Print every line of the entries below unchanged, from the first line through the last.

SOURCE MATERIAL:
_____

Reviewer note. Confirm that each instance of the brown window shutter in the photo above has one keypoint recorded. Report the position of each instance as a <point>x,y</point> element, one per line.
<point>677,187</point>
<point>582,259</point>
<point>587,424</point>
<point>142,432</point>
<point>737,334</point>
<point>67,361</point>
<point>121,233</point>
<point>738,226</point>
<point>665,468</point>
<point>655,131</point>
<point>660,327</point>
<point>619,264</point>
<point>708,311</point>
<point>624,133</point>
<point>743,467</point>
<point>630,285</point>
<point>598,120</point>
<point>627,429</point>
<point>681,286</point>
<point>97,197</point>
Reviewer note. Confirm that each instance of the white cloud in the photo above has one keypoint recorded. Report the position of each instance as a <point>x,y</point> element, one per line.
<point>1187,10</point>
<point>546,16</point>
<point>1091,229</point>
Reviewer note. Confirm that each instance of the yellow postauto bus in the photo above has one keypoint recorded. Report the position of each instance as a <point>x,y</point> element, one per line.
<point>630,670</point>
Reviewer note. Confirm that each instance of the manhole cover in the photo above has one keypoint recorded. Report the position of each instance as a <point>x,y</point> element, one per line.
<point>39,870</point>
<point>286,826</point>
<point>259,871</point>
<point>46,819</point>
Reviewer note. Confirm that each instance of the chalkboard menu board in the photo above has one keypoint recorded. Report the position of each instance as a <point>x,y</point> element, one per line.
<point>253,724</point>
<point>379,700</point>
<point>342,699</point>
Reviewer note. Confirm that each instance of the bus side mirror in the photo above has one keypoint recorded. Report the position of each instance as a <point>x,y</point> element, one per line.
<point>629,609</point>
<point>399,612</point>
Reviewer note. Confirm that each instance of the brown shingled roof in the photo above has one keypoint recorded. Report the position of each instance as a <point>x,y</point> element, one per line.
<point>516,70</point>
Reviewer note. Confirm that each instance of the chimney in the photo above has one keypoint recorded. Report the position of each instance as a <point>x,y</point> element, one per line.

_____

OUTPUT FOR THIS EXERCISE:
Reviewer note. Confirm that each instance of the brown window shutter in the photo above has one keypoint recorded. Report the position of each instance as a <point>x,y</point> element, one per line.
<point>677,187</point>
<point>582,259</point>
<point>587,424</point>
<point>142,432</point>
<point>737,334</point>
<point>67,361</point>
<point>121,233</point>
<point>738,226</point>
<point>665,468</point>
<point>655,131</point>
<point>660,327</point>
<point>619,264</point>
<point>708,311</point>
<point>624,133</point>
<point>743,467</point>
<point>630,285</point>
<point>598,120</point>
<point>627,429</point>
<point>681,286</point>
<point>97,197</point>
Reviewer note. Confirm that each instance of the white cloud in the photo above has one keypoint recorded. Report the position of each instance as a <point>x,y</point> element, one per line.
<point>1187,10</point>
<point>546,16</point>
<point>1091,229</point>
Reviewer note. Confirm that each instance of the yellow postauto bus in the photo above has one keypoint recorded. Report the position of each instance as a <point>x,y</point> element, one per line.
<point>630,670</point>
Reviewer note. Confirm that each instance of the manhole cover in the photo above has one keypoint recorded. Report the position of each instance as a <point>x,y</point> element, one per line.
<point>39,870</point>
<point>286,826</point>
<point>259,871</point>
<point>46,819</point>
Reviewer note. Confirm that each instance of the chalkboard menu board in the photo above has one keypoint recorded. Report the position of each instance as a <point>x,y</point> element, one per line.
<point>253,724</point>
<point>379,700</point>
<point>342,699</point>
Reviewer note. Confirm that each instance of the bus side mirror in the photo above has one keypoint recorded. Report the position of each instance as a <point>x,y</point> element, one per line.
<point>629,609</point>
<point>399,612</point>
Reviewer note. Confirm that each instance of the brown shingled roof in the photo above has one keypoint recorded. Report the position of each instance as a <point>x,y</point> element, one per line.
<point>516,70</point>
Reviewer note. Confirm that each instance of the chimney in the photo above has one keypoint recorded. Report the position of each instance as a <point>x,y</point> element, one per line.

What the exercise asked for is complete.